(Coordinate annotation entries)
--- start ---

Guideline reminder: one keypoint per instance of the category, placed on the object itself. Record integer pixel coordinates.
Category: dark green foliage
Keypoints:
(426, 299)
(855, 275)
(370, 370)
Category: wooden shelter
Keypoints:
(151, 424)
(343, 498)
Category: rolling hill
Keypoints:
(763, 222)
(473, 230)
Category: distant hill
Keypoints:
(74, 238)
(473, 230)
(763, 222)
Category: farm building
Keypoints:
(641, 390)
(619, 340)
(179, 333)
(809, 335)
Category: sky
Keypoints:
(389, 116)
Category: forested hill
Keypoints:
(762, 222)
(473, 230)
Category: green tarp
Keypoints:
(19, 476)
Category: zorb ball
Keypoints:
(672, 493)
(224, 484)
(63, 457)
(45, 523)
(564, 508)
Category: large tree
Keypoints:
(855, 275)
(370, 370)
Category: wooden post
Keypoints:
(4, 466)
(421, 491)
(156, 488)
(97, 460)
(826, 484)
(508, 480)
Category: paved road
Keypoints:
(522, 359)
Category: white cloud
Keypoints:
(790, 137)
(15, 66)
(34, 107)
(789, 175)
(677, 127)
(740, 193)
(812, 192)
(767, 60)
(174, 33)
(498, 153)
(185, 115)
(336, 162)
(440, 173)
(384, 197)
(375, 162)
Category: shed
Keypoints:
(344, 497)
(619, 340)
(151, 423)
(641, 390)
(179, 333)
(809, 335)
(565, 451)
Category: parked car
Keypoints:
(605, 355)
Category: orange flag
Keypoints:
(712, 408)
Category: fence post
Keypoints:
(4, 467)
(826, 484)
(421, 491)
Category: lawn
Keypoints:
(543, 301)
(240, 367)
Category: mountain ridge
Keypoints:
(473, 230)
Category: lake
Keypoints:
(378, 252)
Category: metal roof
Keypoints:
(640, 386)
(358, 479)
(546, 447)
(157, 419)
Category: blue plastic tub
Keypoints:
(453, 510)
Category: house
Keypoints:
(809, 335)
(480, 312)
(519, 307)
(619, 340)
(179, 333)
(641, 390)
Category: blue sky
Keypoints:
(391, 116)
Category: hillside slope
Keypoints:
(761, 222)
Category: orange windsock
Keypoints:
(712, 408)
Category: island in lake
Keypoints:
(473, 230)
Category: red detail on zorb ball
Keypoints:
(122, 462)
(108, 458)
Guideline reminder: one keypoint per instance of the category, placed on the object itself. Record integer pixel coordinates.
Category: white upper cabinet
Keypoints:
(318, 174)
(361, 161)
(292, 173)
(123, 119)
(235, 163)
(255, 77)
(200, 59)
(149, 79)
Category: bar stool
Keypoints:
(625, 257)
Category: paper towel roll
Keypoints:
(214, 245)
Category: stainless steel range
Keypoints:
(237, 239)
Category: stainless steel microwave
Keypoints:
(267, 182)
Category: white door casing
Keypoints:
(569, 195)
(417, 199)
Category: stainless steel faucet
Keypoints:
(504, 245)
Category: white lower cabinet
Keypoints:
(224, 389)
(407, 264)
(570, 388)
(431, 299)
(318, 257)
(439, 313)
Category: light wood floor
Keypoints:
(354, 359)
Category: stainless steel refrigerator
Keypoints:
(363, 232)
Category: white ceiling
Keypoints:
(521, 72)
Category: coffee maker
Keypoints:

--- end ---

GIVEN REQUEST:
The line containing "Category: bar stool" and every line after it, through the end of the records, should be repeated exactly and alone.

RESPONSE:
Category: bar stool
Keypoints:
(625, 257)
Category: paper towel roll
Keypoints:
(214, 245)
Category: stainless steel range
Keypoints:
(237, 239)
Category: stainless steel microwave
Keypoints:
(267, 182)
Category: white door casing
Keypoints:
(569, 195)
(417, 199)
Category: stainless steel faucet
Keypoints:
(504, 245)
Category: white lower cabinet
Keypoints:
(224, 389)
(407, 264)
(570, 388)
(431, 299)
(318, 257)
(439, 313)
Category: light wood floor
Keypoints:
(354, 359)
Category: stainless steel refrigerator
Keypoints:
(363, 232)
Category: white ceiling
Keypoints:
(521, 72)
Category: coffee maker
Keypoints:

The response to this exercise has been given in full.